BEGIN RECORDED INFORMATION

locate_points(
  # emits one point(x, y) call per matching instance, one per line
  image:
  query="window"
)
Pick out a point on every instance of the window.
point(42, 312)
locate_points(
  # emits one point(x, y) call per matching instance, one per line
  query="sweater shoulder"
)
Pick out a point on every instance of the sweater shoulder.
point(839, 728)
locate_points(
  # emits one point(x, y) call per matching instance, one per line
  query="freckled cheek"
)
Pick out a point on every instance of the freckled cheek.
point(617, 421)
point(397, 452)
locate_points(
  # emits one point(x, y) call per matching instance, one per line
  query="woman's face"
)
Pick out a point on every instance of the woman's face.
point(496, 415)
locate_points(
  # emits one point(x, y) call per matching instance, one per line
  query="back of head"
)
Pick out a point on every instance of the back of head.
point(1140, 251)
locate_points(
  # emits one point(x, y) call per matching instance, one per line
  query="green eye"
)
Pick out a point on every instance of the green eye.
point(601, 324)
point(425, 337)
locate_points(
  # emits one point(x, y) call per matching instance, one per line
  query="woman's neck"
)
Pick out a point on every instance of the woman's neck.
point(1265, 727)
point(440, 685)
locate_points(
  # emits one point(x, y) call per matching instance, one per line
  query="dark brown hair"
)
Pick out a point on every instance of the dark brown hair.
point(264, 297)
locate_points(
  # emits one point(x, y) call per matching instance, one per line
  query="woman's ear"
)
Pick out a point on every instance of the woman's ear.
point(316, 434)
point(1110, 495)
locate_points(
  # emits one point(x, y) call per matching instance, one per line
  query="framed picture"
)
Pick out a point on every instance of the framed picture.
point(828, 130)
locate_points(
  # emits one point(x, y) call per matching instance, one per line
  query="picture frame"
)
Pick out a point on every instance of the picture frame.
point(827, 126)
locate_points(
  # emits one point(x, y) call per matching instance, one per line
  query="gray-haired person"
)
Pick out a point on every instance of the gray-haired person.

END RECORDED INFORMATION

■ **INSTRUCTION**
Each record above should be restated word for word.

■ **SOLVED EXERCISE**
locate_points(
  # emits one point(x, y) call per matching instance, one per line
  image:
  query="window"
)
Pick out a point on every instance of the window.
point(42, 312)
locate_points(
  # emits one point(x, y) call per matching instance, one per line
  query="sweater shoulder"
)
Pick out a point on every instance of the sweater shoulder.
point(839, 728)
locate_points(
  # emits one point(x, y) call per matching instance, one per line
  query="freckled cheek"
)
Pick out a point on every instance of the freckled cheek.
point(617, 421)
point(397, 452)
locate_points(
  # emits one point(x, y) call per matching instance, one per line
  query="woman's face"
)
Pick out a point on every instance of the woman's face.
point(496, 415)
locate_points(
  # emits one point(x, y) call per matching instance, one per line
  query="back of head"
)
Pick out a point on every instance of the back of head.
point(1140, 251)
locate_points(
  # emits one point(x, y) call per matching instance, one per line
  query="green eye"
)
Pick out a point on every instance of the green eye.
point(601, 324)
point(425, 337)
locate_points(
  # emits one point(x, y) call per matching instance, one per line
  query="woman's neck"
)
Pick out a point on every instance of the woman's neck.
point(1265, 727)
point(440, 685)
locate_points(
  # emits one point(x, y) call per matching instance, one per line
  query="dark brown hair"
)
Pick out a point on every instance of the dark brown hair.
point(264, 297)
locate_points(
  # emits one point(x, y) call per matching instance, one per line
  query="woman's ear"
)
Pick out a point on every instance of the woman's ear.
point(316, 434)
point(1110, 495)
locate_points(
  # emits one point(x, y) call per matching instance, one per line
  query="framed picture"
)
Pick out a point on every instance of the framed picture.
point(828, 130)
locate_points(
  # emits one point(x, y) call per matching instance, one per line
  query="picture frame"
)
Pick out a point on every instance of the picture frame.
point(827, 126)
locate_points(
  # emits one point(x, y) call per matching instance, one per line
  query="gray-haired person"
)
Pick out a point on every instance of the gray-haired person.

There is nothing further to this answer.